§ **What needs to be done**
Write out the entries below exactly. End with the line that contains "383L392 382L385 416L392".
(Source data Opens)
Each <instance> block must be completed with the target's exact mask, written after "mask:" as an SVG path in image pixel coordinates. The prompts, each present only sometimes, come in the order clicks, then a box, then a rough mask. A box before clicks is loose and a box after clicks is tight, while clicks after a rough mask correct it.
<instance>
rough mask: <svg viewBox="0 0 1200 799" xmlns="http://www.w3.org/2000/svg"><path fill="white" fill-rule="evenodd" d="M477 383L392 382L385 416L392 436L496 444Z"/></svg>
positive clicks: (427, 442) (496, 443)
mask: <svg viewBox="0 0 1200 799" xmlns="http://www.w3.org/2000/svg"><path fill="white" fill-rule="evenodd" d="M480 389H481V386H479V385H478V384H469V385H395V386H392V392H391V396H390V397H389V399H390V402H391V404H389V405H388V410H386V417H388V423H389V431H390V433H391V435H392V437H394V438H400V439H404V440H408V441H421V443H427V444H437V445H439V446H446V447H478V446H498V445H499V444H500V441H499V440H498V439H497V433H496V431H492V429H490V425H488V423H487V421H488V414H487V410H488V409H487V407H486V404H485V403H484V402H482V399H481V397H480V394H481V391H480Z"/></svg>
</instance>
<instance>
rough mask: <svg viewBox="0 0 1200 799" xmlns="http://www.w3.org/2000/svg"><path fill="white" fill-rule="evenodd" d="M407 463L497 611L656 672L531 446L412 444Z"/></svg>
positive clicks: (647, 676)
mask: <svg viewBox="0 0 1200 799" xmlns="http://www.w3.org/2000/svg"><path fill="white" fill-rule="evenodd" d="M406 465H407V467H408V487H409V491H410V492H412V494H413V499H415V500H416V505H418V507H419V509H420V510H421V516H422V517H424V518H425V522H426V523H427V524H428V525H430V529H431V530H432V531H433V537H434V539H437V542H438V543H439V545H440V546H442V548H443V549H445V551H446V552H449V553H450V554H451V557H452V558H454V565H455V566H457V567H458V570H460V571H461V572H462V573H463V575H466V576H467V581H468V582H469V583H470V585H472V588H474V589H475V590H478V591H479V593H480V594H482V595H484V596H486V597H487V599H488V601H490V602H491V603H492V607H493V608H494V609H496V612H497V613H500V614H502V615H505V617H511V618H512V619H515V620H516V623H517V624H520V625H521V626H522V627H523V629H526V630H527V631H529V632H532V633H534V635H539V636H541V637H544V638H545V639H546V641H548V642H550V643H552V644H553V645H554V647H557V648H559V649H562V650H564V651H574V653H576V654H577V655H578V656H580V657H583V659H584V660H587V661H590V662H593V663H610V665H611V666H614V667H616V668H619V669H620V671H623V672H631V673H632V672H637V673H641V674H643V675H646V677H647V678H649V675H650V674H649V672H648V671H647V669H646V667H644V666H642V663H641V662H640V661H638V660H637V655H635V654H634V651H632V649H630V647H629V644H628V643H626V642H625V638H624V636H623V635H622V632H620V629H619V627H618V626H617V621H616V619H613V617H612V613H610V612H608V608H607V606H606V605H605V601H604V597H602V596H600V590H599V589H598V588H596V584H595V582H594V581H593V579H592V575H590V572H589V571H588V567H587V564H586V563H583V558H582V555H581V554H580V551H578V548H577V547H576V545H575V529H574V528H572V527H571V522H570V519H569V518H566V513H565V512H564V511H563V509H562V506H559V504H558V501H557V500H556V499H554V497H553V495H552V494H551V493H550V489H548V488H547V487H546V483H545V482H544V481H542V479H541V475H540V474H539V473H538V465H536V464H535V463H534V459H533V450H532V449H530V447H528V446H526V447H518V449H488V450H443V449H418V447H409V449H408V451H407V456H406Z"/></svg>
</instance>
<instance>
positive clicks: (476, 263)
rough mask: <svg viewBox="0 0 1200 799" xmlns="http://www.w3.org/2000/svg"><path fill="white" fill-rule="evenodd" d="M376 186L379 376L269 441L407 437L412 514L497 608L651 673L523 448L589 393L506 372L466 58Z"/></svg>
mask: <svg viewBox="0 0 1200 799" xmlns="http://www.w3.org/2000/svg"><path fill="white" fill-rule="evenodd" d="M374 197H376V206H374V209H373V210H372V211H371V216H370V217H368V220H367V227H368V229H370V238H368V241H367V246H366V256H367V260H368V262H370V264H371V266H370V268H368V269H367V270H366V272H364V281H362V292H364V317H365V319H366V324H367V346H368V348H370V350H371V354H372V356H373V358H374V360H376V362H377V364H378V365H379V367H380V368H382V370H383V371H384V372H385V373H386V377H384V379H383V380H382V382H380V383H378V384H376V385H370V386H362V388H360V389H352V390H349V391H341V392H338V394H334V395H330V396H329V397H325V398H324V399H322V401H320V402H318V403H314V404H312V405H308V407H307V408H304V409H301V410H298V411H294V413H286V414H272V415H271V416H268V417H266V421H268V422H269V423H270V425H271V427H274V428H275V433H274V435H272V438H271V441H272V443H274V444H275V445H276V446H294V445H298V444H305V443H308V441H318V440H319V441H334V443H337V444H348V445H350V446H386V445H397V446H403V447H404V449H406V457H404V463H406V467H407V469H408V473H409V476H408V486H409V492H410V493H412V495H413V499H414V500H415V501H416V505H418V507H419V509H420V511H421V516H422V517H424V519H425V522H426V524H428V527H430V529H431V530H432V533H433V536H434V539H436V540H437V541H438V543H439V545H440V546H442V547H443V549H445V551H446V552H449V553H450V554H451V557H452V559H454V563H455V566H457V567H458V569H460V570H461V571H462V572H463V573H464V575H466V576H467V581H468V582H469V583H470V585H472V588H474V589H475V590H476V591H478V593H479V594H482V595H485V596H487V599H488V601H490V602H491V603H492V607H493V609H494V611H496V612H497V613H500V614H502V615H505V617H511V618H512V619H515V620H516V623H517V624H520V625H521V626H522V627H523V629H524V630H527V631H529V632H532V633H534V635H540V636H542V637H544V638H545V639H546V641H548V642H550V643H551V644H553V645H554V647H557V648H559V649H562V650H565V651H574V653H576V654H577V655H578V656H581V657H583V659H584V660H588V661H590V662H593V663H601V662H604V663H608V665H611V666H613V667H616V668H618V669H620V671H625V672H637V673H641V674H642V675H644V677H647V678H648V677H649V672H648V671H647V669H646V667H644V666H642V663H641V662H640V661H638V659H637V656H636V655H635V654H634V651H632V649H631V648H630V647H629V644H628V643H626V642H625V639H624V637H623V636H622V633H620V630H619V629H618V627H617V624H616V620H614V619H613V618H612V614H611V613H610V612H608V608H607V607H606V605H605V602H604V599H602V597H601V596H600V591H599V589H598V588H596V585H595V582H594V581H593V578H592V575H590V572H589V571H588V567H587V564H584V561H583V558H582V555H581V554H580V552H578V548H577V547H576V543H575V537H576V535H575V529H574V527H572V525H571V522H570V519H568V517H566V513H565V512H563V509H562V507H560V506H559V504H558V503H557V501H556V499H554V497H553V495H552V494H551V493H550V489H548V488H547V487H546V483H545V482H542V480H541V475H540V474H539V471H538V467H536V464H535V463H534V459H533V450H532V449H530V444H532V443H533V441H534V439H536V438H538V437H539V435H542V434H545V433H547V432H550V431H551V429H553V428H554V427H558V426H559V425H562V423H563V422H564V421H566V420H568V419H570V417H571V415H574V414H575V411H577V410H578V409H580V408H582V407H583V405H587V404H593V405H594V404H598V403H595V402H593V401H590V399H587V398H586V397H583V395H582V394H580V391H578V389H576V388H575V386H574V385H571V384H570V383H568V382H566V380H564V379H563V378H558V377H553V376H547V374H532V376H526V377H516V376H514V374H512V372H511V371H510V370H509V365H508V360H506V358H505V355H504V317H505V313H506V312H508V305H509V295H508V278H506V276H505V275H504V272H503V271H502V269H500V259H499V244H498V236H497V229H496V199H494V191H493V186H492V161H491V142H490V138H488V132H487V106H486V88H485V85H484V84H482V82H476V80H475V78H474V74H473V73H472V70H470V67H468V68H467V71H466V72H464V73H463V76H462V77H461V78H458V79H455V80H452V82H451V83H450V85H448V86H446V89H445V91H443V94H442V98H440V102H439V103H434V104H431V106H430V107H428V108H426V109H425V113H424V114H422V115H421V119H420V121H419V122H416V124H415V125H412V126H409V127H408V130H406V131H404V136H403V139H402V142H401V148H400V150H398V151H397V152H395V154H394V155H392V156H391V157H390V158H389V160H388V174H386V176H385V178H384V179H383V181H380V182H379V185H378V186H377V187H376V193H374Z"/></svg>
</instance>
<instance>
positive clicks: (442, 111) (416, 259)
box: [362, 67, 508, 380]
(Source data Closes)
§ **Output of the task**
Each <instance> block must be completed with the target's exact mask, written after "mask:" as an SVG path in image pixel coordinates. The prompts, each present only sometimes, come in the order clicks, then a box, then a rough mask. A box before clicks is loose and a box after clicks is tight, while clicks after a rough mask correct it.
<instance>
rough mask: <svg viewBox="0 0 1200 799" xmlns="http://www.w3.org/2000/svg"><path fill="white" fill-rule="evenodd" d="M477 383L392 382L385 416L392 436L496 444Z"/></svg>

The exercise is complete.